*Input*
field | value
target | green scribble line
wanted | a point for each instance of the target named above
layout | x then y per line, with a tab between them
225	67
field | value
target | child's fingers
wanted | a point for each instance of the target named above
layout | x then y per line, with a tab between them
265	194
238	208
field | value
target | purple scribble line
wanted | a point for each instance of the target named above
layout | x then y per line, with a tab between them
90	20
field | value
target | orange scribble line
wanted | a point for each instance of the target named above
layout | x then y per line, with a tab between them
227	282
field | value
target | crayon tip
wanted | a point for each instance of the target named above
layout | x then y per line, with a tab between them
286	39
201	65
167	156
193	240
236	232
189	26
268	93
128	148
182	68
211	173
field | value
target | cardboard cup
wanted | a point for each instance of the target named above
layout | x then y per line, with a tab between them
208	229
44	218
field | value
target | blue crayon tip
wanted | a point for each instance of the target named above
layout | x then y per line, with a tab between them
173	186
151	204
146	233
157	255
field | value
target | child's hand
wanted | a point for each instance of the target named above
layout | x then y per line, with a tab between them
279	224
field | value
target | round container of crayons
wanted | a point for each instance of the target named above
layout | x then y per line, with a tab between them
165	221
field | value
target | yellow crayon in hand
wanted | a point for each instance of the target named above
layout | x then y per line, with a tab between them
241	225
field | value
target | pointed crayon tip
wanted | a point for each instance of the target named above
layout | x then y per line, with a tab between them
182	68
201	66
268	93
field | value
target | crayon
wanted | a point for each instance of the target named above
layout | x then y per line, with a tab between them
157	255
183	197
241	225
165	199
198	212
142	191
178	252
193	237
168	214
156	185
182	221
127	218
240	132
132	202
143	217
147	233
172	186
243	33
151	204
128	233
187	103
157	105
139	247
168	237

*Instructions for the task*
All the records, from the first line to the last: repeat them exactly.

*Exercise answer*
field | value
target | green scribble line
wanted | a point for each instance of the target named above
layout | x then y per line, with a tab between them
225	67
field | value
target | child's fingers
wanted | a point for each instance of the target named above
layout | x then y per line, with a tab between them
265	194
238	208
field | value
target | purple scribble line
wanted | a point for each instance of the target named above
layout | x then y per line, with a tab between them
90	20
field | value
target | orange scribble line
wanted | a point for each instance of the target named above
layout | x then y per line, with a tab between them
227	282
field | value
target | crayon tip
wanted | a point for each instance of the target named above
layout | x then y per line, with a tab between them
286	39
201	65
167	156
193	240
236	232
189	26
268	93
128	148
182	68
211	173
field | value
target | cardboard cup
wanted | a point for each instance of the target named above
layout | x then y per line, with a tab between them
208	229
44	218
field | value
target | blue crayon tip
wanted | a point for each instance of the target named above
layout | x then y per line, with a tab between them
173	186
151	204
146	233
157	255
field | value
target | child's hand
wanted | a point for each instance of the target named above
layout | x then y per line, with a tab between them
279	224
field | value
target | round container of crayons
wanted | a point for each instance of the target named above
layout | x then y per line, with a tab between them
165	221
field | value
target | yellow crayon in hand
wanted | a point for each instance of the target named above
layout | x then y per line, with a tab between them
241	225
field | value
target | pointed crayon tip
wanted | a point for each instance of the target named above
layout | x then y per line, with a tab between them
182	68
201	66
268	93
field | value
target | crayon
wanted | a point for each instance of the target named above
layout | x then y per line, with a tab between them
157	255
183	197
241	225
165	199
198	212
142	191
178	252
193	237
168	214
156	185
182	221
127	218
240	132
132	202
143	217
147	233
172	186
243	33
151	204
128	233
187	103
157	105
139	247
168	237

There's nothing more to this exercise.